What is needed >> Reproduce, word for word, the portion of the passage below on online church engagement that opens with the words containing "- Create space" and closes with "make you accessible.".

Given passage >>
━━━━━━━━━━━━━━━━━━━━
We have created time throughout the week for students to interact, via virtual office hours, discussion boards, Zoom meetings, and more. This gives our teachers insight into how their students are thinking, and gives them insight to keep their material directed toward the lives of real people. We also encourage all participants, teachers, and students to respond in a timely manner, because it demonstrates a value of relationship.
- Become more visible: However much you might disdain social media, this is the way we are connecting during this season. Post regularly on social media (use a variety of platforms: Instagram, Zoom, Marco Polo, and TikTok).
- Engage: Respond in the comments. Send out emails, and don’t make people wait for days for a response. You may even want to consider handwritten notes (while antiquated it can still be a means of engaging).
- Create space for relationships: Give some time before and after a streaming service to allow people to comment and engage.
- Allow people to see your humanity: Not all of your posts need to be serious, or Bible verses. Post snapshots from your daily life. Allow people to connect with your humanity. Pictures, experiences, doubts, and uncertainties level the playing field and make you accessible.
3. Be Creative
Throughout history, the church has benefited from incredible acts of creativity.
Praise God for the printing press, the microphone, the amplifier, and more. These acts of creativity have helped us communicate truth more effectively. As difficult as this transition has been for many, it’s also an opportunity to innovate and try new things. Who knows—this experience might actually affect how you teach in person or plan your services when we start gathering in person again.
Also, remember that you’re going to need the giftedness of others. I’m sure many of you have dramatically increased your amount of interaction with your media/video team and whoever manages your website. But this time might also give you the chance to embrace teaching gifts that might ordinarily go unnoticed.
━━━━━━━━━━━━━━━━━━━━
Entries shown >>

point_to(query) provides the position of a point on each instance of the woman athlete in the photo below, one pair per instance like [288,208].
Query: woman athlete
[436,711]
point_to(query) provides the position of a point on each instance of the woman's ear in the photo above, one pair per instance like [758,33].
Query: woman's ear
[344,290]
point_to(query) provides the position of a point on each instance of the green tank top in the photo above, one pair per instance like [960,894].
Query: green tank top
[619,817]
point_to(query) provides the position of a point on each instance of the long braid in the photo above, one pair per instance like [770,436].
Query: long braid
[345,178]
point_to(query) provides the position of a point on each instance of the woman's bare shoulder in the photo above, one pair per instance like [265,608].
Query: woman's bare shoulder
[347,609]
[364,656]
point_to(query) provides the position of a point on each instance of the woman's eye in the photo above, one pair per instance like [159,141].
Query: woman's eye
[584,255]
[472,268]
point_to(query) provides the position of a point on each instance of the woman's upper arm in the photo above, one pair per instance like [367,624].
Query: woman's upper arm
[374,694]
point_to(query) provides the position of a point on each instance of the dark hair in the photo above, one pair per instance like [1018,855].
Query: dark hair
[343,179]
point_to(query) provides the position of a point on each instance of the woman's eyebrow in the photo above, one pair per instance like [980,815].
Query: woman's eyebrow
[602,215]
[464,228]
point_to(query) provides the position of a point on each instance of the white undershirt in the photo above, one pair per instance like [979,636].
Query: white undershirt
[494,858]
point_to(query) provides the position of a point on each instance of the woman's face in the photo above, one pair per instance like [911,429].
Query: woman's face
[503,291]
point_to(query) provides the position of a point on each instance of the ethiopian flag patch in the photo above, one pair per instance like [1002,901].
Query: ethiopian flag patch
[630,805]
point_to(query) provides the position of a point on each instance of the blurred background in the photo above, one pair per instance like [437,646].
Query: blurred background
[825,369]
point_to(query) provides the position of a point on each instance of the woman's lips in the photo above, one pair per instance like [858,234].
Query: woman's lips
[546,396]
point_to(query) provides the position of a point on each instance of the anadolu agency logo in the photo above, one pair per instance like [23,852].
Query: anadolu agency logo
━━━━━━━━━━━━━━━━━━━━
Answer area >>
- Create space for relationships: Give some time before and after a streaming service to allow people to comment and engage.
- Allow people to see your humanity: Not all of your posts need to be serious, or Bible verses. Post snapshots from your daily life. Allow people to connect with your humanity. Pictures, experiences, doubts, and uncertainties level the playing field and make you accessible.